Records contained in a dataset:
--------

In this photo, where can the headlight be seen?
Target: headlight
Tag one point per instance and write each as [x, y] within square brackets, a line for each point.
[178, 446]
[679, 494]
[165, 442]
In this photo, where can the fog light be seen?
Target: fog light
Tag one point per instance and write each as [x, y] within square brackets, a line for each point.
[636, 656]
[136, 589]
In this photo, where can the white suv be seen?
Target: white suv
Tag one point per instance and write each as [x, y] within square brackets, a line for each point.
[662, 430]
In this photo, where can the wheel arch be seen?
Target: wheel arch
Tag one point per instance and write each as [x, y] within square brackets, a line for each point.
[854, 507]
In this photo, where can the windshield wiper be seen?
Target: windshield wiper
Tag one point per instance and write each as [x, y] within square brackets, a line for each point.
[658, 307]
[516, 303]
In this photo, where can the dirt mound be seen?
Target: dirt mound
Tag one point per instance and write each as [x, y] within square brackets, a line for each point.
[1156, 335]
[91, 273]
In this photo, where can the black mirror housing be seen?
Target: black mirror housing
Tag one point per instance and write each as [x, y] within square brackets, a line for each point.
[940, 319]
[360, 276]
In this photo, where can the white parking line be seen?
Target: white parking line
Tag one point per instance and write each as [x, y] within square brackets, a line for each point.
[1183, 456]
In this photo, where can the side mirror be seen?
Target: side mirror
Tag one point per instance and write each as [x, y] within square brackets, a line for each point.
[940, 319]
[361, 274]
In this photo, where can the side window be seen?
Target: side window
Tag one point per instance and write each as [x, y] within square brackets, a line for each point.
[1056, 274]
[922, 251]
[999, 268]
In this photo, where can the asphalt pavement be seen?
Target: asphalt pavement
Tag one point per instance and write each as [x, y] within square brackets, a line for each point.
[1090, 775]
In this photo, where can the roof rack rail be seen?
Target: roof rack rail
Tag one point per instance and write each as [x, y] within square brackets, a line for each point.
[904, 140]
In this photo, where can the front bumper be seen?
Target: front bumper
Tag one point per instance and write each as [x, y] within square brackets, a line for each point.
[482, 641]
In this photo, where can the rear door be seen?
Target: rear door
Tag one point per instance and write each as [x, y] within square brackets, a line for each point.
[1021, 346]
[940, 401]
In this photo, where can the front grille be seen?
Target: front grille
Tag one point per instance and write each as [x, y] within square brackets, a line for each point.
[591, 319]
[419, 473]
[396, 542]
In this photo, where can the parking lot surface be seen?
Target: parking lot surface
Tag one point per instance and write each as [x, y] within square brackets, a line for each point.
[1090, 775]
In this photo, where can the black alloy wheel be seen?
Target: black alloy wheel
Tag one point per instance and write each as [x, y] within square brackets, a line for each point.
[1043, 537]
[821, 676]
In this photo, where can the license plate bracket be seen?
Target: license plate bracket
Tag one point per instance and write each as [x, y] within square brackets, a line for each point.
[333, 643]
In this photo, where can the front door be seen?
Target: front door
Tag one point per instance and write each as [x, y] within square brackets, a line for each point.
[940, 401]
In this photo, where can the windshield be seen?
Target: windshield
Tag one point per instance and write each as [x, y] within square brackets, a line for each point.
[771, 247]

--------

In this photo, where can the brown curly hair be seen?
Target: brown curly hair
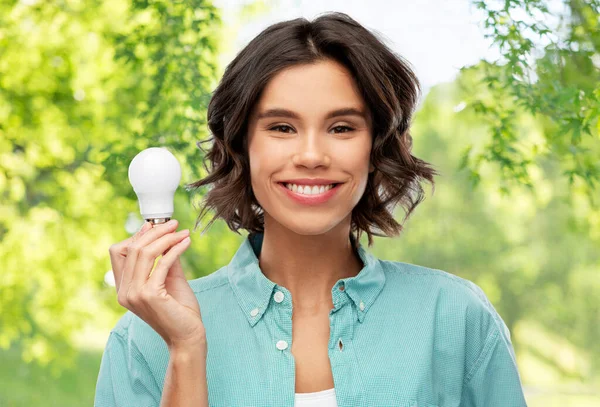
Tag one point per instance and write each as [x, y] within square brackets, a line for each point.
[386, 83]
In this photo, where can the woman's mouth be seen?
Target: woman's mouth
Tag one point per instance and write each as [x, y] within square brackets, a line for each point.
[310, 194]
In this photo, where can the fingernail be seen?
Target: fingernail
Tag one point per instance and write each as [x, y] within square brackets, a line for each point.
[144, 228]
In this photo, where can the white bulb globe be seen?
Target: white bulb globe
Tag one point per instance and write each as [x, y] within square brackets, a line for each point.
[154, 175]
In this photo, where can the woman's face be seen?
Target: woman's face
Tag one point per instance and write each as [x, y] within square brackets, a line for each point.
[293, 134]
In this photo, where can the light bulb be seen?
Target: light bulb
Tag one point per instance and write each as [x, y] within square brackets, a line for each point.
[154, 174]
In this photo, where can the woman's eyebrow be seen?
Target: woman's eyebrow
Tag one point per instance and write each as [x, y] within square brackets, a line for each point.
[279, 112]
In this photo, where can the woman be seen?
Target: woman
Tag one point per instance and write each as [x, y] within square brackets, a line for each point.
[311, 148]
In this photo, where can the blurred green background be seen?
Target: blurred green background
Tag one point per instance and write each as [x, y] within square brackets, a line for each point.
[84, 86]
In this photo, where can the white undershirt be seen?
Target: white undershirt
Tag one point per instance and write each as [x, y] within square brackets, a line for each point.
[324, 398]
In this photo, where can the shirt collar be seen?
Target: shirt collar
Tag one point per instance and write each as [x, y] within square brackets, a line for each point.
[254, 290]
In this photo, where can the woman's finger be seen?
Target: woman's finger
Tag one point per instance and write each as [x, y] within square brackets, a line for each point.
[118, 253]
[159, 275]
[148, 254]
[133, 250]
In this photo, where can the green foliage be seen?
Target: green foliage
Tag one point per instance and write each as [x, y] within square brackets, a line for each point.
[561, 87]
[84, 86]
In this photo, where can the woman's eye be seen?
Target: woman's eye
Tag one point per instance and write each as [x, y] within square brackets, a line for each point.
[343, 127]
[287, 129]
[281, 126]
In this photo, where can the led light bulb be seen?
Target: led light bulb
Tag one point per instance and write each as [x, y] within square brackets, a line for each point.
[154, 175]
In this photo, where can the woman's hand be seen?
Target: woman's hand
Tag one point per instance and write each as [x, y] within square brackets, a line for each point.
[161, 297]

--------

TASK TO CARRY OUT:
Look through the entries and copy every line in which the string "eyebrow" appears.

SOLVED PROBLEM:
In this photo, where can the woman's eyebrow be seen?
Target: woman's eyebrow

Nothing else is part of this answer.